--- WHAT IS NEEDED ---
Could you show all lines in the entries below that contain the string "girl"?

Referring expression data:
__________

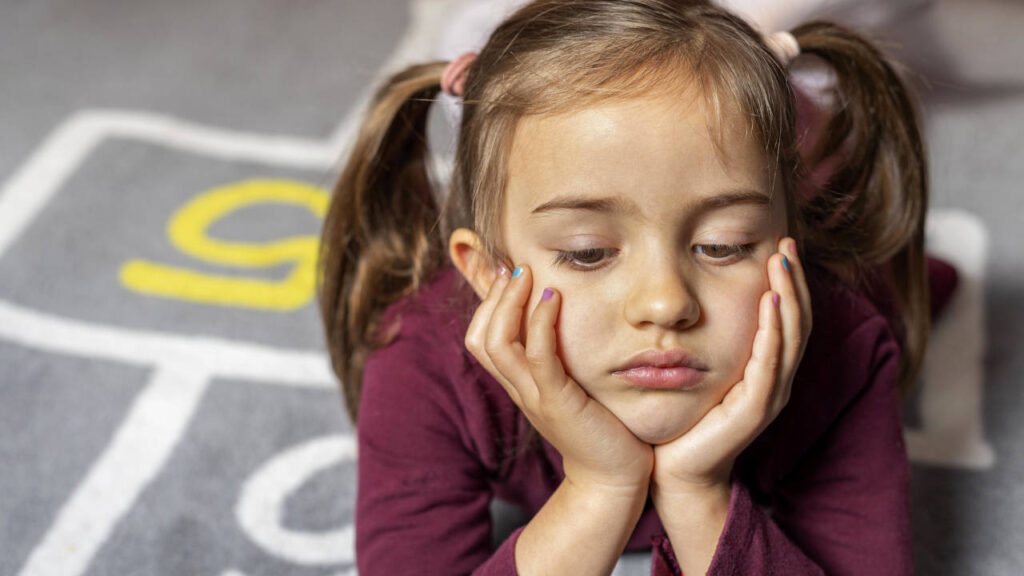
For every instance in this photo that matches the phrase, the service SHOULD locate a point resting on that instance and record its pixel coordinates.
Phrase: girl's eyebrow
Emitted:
(620, 205)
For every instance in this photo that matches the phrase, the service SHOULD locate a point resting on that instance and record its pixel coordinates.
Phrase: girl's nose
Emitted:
(663, 297)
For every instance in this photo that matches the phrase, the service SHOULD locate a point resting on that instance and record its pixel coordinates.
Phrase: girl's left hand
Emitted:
(702, 457)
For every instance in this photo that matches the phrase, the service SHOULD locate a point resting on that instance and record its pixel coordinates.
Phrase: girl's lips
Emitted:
(676, 377)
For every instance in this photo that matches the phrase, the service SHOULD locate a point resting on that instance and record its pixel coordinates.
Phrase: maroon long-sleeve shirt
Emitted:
(822, 490)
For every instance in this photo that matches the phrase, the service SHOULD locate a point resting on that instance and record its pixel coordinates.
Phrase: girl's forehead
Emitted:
(653, 142)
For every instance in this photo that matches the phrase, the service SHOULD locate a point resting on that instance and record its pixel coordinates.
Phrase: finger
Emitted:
(762, 370)
(476, 333)
(542, 345)
(788, 247)
(782, 281)
(477, 328)
(502, 338)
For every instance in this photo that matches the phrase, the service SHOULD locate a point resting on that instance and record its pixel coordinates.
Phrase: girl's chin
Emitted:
(654, 433)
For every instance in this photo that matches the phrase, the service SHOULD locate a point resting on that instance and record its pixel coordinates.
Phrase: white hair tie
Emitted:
(783, 45)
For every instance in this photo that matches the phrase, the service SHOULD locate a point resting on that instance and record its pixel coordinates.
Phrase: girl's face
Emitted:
(654, 241)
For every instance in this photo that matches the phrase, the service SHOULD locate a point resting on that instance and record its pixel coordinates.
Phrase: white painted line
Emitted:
(211, 356)
(138, 451)
(260, 509)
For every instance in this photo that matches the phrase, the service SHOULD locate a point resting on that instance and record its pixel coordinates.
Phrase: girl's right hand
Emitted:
(597, 449)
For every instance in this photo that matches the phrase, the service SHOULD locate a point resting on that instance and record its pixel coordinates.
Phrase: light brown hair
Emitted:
(385, 235)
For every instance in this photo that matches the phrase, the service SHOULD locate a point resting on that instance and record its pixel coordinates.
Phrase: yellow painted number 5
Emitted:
(187, 232)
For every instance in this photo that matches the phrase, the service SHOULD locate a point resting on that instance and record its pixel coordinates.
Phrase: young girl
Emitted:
(608, 319)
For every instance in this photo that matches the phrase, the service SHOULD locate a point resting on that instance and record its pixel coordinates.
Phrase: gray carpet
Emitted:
(165, 403)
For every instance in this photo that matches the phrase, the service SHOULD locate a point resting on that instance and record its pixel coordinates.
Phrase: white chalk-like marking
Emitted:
(951, 398)
(261, 505)
(137, 452)
(211, 356)
(183, 365)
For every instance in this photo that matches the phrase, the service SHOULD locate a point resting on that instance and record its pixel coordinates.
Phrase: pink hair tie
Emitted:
(783, 45)
(454, 79)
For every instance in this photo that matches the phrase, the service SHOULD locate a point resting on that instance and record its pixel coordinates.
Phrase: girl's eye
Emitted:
(724, 251)
(587, 259)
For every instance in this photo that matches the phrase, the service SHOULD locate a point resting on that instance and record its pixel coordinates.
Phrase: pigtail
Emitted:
(380, 240)
(868, 218)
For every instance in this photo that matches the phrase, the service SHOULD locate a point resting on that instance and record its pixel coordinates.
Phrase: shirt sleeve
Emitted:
(845, 510)
(423, 497)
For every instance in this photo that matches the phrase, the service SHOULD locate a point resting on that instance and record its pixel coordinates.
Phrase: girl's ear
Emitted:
(466, 250)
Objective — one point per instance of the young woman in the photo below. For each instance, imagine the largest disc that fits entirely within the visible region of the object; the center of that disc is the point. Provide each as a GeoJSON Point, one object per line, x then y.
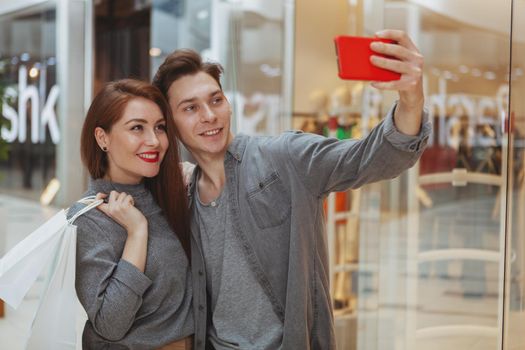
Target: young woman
{"type": "Point", "coordinates": [132, 274]}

__________

--- OUTPUT OF THE EXERCISE ---
Phrase: girl's eyebrow
Phrase: girl's nose
Phrase: girl's left hand
Phrase: girl's lips
Phrase: girl's forehead
Phrase: girl's chin
Phrase: girl's face
Phrase: girl's right hand
Phrase: young girl
Phrase: girl's eye
Phrase: girl's ear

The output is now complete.